_Region segmentation data_
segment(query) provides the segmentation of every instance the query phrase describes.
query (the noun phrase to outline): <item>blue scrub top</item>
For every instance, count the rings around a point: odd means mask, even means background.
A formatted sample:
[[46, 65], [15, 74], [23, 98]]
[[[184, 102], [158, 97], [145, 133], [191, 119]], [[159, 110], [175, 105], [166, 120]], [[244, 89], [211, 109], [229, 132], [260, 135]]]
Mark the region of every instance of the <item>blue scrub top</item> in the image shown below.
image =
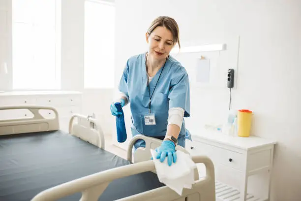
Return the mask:
[[[181, 107], [185, 110], [184, 117], [190, 116], [188, 75], [180, 62], [171, 56], [167, 58], [164, 68], [161, 67], [150, 82], [151, 95], [158, 81], [151, 101], [151, 113], [155, 114], [156, 125], [146, 125], [144, 116], [149, 114], [150, 102], [146, 54], [145, 53], [135, 55], [127, 60], [119, 89], [129, 98], [133, 135], [142, 134], [162, 137], [166, 134], [169, 108]], [[184, 139], [185, 134], [185, 122], [183, 119], [178, 140]]]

_Set exercise_
Write out every line of the listing above again, requests included, but offset each vertex coordinate in the answer masks by -21. Leave the pictures out.

_Full output_
segment(query) provides the segmentation of every instance the query phrase describes.
query (the noun phrase to outline): <item>blue scrub top</item>
For every instance, count the rings around a point: odd means mask, even means background.
A formatted sample:
[[46, 65], [15, 74], [23, 98]]
[[[184, 102], [158, 97], [145, 133], [191, 119]], [[159, 110], [175, 105], [166, 120]], [[244, 89], [211, 109], [229, 132], [260, 135]]]
Mark the region of every instance of the <item>blue scrub top</item> in the image shown below.
image =
Return the mask:
[[[160, 86], [164, 89], [163, 96], [169, 95], [167, 54], [159, 41], [150, 35], [146, 37], [143, 47], [140, 46], [129, 61], [130, 74], [137, 60], [130, 80], [130, 92], [134, 93], [135, 104], [125, 104], [123, 95], [128, 93], [129, 81], [125, 33], [124, 32], [114, 34], [106, 39], [98, 68], [108, 77], [112, 114], [121, 113], [141, 116], [145, 113], [148, 87]], [[163, 118], [164, 113], [164, 101], [162, 98], [157, 119]]]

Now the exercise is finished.